**GOAL:**
Reproduce all of the data below verbatim, leaving out the pictures.

**RECORDS SUPPLIED:**

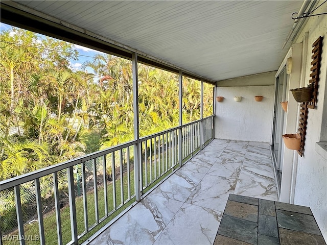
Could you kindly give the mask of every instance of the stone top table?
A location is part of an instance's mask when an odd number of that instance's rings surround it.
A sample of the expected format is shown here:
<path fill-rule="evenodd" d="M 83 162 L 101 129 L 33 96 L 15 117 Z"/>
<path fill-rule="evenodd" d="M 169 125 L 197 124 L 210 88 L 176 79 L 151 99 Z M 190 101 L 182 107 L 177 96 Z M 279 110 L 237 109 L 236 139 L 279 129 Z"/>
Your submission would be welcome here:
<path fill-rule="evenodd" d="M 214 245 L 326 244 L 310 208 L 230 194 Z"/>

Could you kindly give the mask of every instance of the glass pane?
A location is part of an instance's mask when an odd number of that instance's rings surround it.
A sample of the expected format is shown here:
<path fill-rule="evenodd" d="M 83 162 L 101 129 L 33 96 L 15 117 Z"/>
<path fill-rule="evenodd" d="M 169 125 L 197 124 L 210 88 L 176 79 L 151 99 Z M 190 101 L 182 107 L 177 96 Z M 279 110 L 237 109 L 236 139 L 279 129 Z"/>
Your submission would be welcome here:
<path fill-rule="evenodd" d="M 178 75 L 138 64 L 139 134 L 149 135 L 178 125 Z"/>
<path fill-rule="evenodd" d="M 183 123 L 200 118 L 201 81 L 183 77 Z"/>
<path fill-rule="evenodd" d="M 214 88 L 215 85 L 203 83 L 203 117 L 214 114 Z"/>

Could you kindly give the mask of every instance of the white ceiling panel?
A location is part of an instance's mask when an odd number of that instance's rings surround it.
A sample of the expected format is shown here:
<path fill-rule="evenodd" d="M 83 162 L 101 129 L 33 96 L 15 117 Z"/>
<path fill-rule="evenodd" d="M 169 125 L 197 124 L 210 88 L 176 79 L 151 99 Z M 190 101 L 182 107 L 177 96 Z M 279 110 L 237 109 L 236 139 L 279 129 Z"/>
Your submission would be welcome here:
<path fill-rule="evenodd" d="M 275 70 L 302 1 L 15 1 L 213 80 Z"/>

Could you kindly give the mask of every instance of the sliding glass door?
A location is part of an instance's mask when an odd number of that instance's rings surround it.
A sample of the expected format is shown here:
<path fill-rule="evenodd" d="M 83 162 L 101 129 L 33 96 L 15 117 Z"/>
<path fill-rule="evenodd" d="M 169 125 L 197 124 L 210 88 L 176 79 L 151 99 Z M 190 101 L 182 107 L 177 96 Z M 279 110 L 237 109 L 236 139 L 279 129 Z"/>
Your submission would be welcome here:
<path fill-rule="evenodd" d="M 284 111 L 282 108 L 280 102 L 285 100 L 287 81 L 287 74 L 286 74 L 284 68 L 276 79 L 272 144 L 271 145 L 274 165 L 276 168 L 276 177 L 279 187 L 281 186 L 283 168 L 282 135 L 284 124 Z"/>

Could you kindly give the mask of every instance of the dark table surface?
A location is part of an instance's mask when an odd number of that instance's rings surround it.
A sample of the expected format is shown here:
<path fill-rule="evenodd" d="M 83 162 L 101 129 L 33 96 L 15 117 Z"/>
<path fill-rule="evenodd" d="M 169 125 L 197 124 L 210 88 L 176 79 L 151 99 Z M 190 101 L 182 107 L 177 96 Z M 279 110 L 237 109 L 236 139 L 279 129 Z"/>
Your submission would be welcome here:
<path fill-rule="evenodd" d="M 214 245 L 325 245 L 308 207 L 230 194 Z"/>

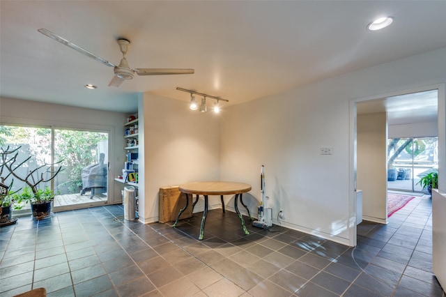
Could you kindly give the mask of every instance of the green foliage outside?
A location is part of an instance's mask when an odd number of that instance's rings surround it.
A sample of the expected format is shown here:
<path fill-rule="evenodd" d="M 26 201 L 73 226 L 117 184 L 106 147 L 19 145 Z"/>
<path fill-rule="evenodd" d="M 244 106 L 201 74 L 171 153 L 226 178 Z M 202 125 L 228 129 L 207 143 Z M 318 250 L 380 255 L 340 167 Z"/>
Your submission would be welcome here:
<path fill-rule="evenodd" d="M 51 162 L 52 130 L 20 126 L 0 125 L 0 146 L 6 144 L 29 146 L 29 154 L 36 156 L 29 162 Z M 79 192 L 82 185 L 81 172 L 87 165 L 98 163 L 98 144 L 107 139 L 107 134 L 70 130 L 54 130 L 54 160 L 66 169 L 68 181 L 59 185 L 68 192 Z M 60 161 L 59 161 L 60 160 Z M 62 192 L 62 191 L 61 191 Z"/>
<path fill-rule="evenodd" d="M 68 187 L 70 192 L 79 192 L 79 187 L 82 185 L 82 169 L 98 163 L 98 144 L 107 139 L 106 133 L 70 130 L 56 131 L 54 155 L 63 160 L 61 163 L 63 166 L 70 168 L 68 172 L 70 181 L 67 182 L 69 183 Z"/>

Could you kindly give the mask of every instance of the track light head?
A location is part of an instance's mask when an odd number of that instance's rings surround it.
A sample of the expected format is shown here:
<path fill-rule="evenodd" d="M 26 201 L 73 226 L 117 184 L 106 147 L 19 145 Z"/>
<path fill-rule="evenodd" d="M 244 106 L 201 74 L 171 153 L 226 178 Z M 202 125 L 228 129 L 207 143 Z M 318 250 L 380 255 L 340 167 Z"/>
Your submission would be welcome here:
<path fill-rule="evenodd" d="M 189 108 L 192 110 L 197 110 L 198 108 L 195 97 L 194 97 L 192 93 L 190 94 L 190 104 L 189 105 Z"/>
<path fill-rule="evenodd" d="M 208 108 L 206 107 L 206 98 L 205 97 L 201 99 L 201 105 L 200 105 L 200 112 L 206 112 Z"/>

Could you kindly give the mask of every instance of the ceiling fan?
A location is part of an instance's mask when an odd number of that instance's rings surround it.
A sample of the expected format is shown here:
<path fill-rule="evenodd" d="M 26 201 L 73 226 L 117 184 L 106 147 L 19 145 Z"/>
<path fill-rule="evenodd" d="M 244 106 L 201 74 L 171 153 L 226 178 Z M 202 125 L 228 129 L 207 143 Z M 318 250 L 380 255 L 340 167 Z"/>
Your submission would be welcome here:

**EXERCISE RESULT:**
Could you kindly give the mask of every instance of the stone top table?
A location is part of an instance's mask when an odd number of that instance's rings surround it.
A sample of the expected format is shown here:
<path fill-rule="evenodd" d="M 83 162 L 101 129 L 33 96 L 15 117 Z"/>
<path fill-rule="evenodd" d="M 169 125 L 197 124 L 210 88 L 176 79 L 151 99 Z M 190 101 L 182 107 L 177 96 Z M 279 110 L 237 109 L 236 139 L 279 129 Z"/>
Your submission would be welcome here:
<path fill-rule="evenodd" d="M 214 245 L 326 244 L 310 208 L 230 194 Z"/>

Could you kindly give the mask of every instance of the glass pane?
A location is part of an instance's mask when an odd number of that instance's rings surround it.
A sample of the expected format is shown here:
<path fill-rule="evenodd" d="M 83 162 L 101 129 L 33 96 L 15 117 Z"/>
<path fill-rule="evenodd" d="M 169 125 L 197 124 L 210 88 L 176 79 L 151 99 Z M 190 101 L 182 107 L 177 96 Z M 279 110 L 237 109 L 236 139 L 279 129 Z"/>
Your submission would be welcome here:
<path fill-rule="evenodd" d="M 178 75 L 138 64 L 139 134 L 149 135 L 178 125 Z"/>
<path fill-rule="evenodd" d="M 183 123 L 200 118 L 201 81 L 183 77 Z"/>
<path fill-rule="evenodd" d="M 214 88 L 215 85 L 203 83 L 203 117 L 214 114 Z"/>

Could you kindly give the mask of every instance of the white ceiling panel?
A location is part of an instance's mask when an odd number of that instance's rings surround it.
A sample of the expected format is shown here:
<path fill-rule="evenodd" d="M 83 162 L 101 129 L 33 96 L 15 117 Z"/>
<path fill-rule="evenodd" d="M 169 125 L 197 124 L 210 88 L 176 79 L 151 99 Z M 190 101 L 182 107 L 177 96 Z M 279 110 L 237 109 L 236 139 L 279 129 Z"/>
Your submission would be welcome here:
<path fill-rule="evenodd" d="M 275 70 L 302 1 L 15 1 L 213 80 Z"/>

Could you kindly give the mask of every instance of the sliding glass door?
A location is part of an instance's mask when an odd number of that instance's rings surround it.
A sample of the expected format is shown here:
<path fill-rule="evenodd" d="M 83 162 L 101 129 L 33 96 L 15 117 Z"/>
<path fill-rule="evenodd" d="M 169 125 L 197 124 L 210 88 L 176 79 L 151 99 Z M 190 101 L 182 107 L 177 96 Z M 279 110 L 237 109 L 236 139 L 279 129 Z"/>
Your submission would be welcome here:
<path fill-rule="evenodd" d="M 284 111 L 282 108 L 280 102 L 285 100 L 287 81 L 287 74 L 286 74 L 284 68 L 276 79 L 272 144 L 271 145 L 274 165 L 276 168 L 276 177 L 279 187 L 281 186 L 283 168 L 282 135 L 284 124 Z"/>

Could you kindly give the mask of every instance of the dark table surface?
A location is part of an instance's mask when an odd number of that instance's rings surround it.
A sample of the expected format is shown here:
<path fill-rule="evenodd" d="M 83 162 L 101 129 L 33 96 L 15 117 Z"/>
<path fill-rule="evenodd" d="M 169 125 L 197 124 L 210 88 L 176 79 L 151 99 Z M 190 101 L 182 107 L 177 96 Z M 279 110 L 237 109 L 236 139 L 279 129 Z"/>
Your submission would be welcome here:
<path fill-rule="evenodd" d="M 214 245 L 325 245 L 308 207 L 230 194 Z"/>

Could you kindly give the mask of every instance of the green foliage outside?
A location is part of an instance's mask when an odd number of that instance's rings surround it.
A sample of the expected format is shown here:
<path fill-rule="evenodd" d="M 26 201 L 73 226 L 117 184 L 106 147 L 19 145 Z"/>
<path fill-rule="evenodd" d="M 244 106 L 201 74 L 171 153 L 226 178 Z M 202 125 L 228 129 L 207 143 Z M 318 250 L 380 255 L 340 167 Z"/>
Your submission would be welcome here:
<path fill-rule="evenodd" d="M 51 162 L 52 130 L 20 126 L 0 125 L 0 146 L 6 144 L 29 146 L 29 154 L 36 156 L 29 162 Z M 79 192 L 82 185 L 81 172 L 87 165 L 98 163 L 98 144 L 107 139 L 107 134 L 70 130 L 54 130 L 54 160 L 66 169 L 68 181 L 59 185 L 68 192 Z M 60 161 L 59 161 L 60 160 Z M 62 192 L 62 191 L 61 191 Z"/>
<path fill-rule="evenodd" d="M 68 187 L 70 192 L 79 192 L 79 187 L 82 185 L 82 169 L 98 163 L 98 144 L 107 139 L 106 133 L 70 130 L 56 131 L 54 155 L 63 160 L 61 163 L 63 166 L 70 168 L 68 172 L 70 181 L 67 182 L 69 183 Z"/>

Could you kindly give the mask of every instance of the track light head?
A location is part of an instance's mask when an odd number of that instance's rings surround it.
A sample of the expected format is shown here:
<path fill-rule="evenodd" d="M 26 201 L 73 226 L 117 184 L 106 147 L 19 145 Z"/>
<path fill-rule="evenodd" d="M 244 106 L 201 74 L 171 153 L 226 178 Z M 202 125 L 228 129 L 207 143 Z M 318 250 L 380 255 L 340 167 Z"/>
Your submission would be welcome here:
<path fill-rule="evenodd" d="M 189 108 L 192 110 L 197 110 L 198 108 L 195 97 L 194 97 L 192 93 L 190 94 L 190 104 L 189 105 Z"/>
<path fill-rule="evenodd" d="M 208 108 L 206 107 L 206 98 L 205 97 L 201 99 L 201 105 L 200 105 L 200 112 L 206 112 Z"/>

Could you kindly give the mask of every instance of the ceiling fan?
A location is part of an instance's mask when an odd number of that instance's rings surround it.
A sample of the expected format is shown here:
<path fill-rule="evenodd" d="M 26 201 L 73 226 L 117 184 L 106 147 L 19 145 Z"/>
<path fill-rule="evenodd" d="M 244 106 L 201 74 L 171 153 L 226 178 Z M 202 125 L 228 129 L 207 143 Z M 318 250 L 380 255 L 340 167 Z"/>
Your submission would be welcome here:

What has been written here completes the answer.